Text under study →
· · · · ·
Nargis Ali says she is now a gym bunny. SYLVIE WHINRAY
Thanks to female-only gyms and flexible dress codes, more Muslim women in Auckland are improving their fitness levels. Rebecca Blithe finds out more.
Muslims girls and women don't run marathons. That was what Nargis Ali was told when she shared her exercise plans with a fellow Muslim.
"She said to me, 'Muslim girls don't do that'. But now I'm a gym bunny," says Mrs Ali, a Blockhouse Bay resident and doctoral candidate at Auckland University of Technology.
The comment sparked her interest in Muslim women's barriers to physical activity and misconceptions about religion and culture.
"It seems many women think they can't exercise because of their religion. But that idea is actually cultural. In the Koran you are charged with looking after your own body," she says of her thesis findings, which she hopes will become a reference for Auckland Muslim women's physical activity and health.
Little is known about the health and physical activity of Muslim women, migrants and those born in New Zealand.
"From what I've seen, the literature points to a lot of women [outside of New Zealand] being sedentary and having low sun exposure," says Mrs Ali.
She believes this stems from Islamic beliefs coupled with exercise options in other countries.
Mrs Ali says a hijab, which covers the head, fulfils religious requirements.
Twenty of the women she has interviewed on the topic considered wearing a burqa - a cultural rather than a religious decision - restricting certain sports and uniforms, but Mrs Ali has met one woman heavily involved in sport who still adheres to this.
· · · · ·
Collected material →

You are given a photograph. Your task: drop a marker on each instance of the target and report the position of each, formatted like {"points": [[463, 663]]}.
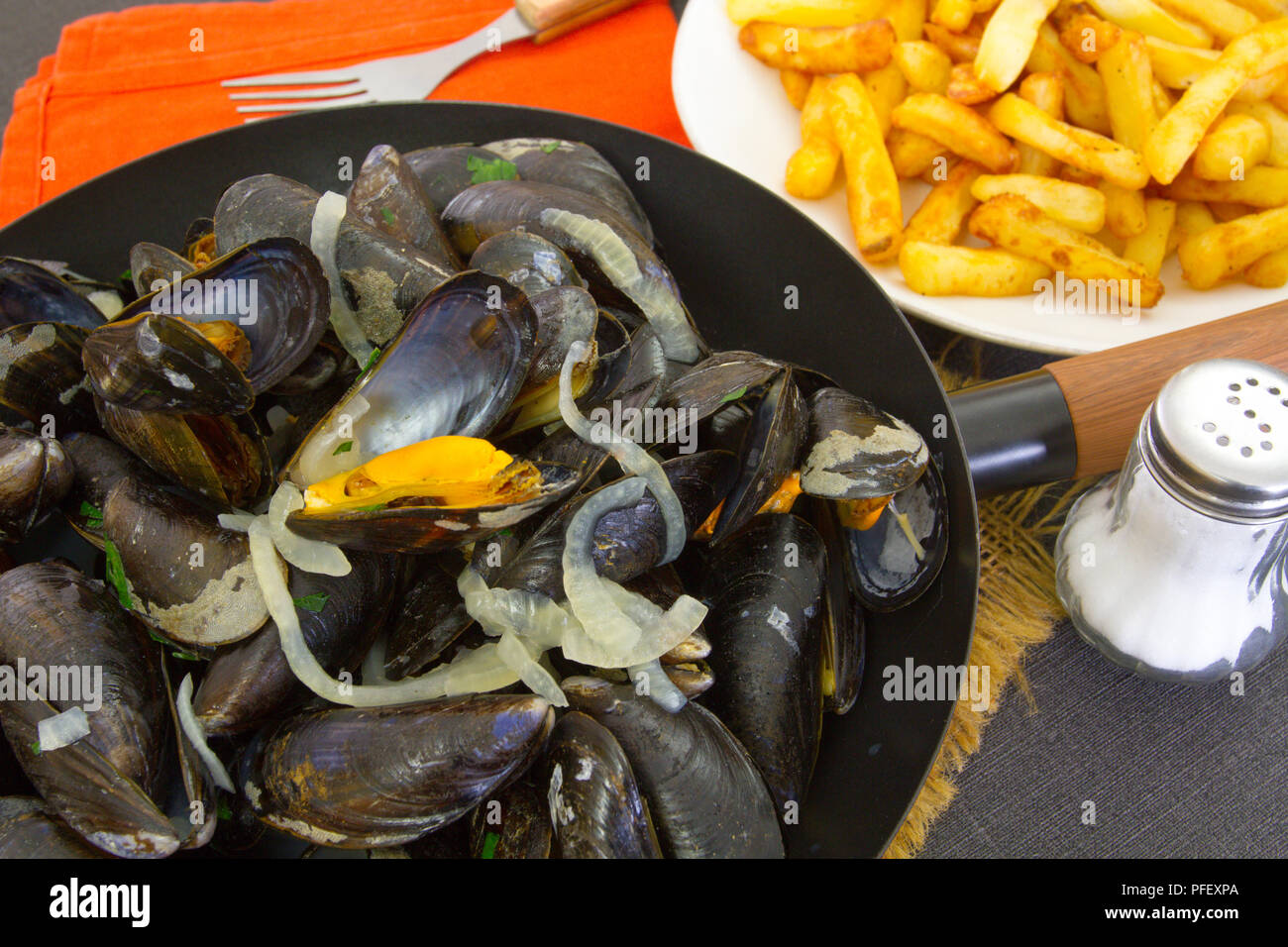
· · · · ·
Exercise instructions →
#1 In the article on Muslim women's fitness, at which institution is Nargis Ali a doctoral candidate?
#2 Rewrite the part of the article on Muslim women's fitness starting with "The comment sparked" and going on through "in other countries.", putting "Quran" in place of "Koran".

Expected results →
#1 Auckland University of Technology

#2
The comment sparked her interest in Muslim women's barriers to physical activity and misconceptions about religion and culture.
"It seems many women think they can't exercise because of their religion. But that idea is actually cultural. In the Quran you are charged with looking after your own body," she says of her thesis findings, which she hopes will become a reference for Auckland Muslim women's physical activity and health.
Little is known about the health and physical activity of Muslim women, migrants and those born in New Zealand.
"From what I've seen, the literature points to a lot of women [outside of New Zealand] being sedentary and having low sun exposure," says Mrs Ali.
She believes this stems from Islamic beliefs coupled with exercise options in other countries.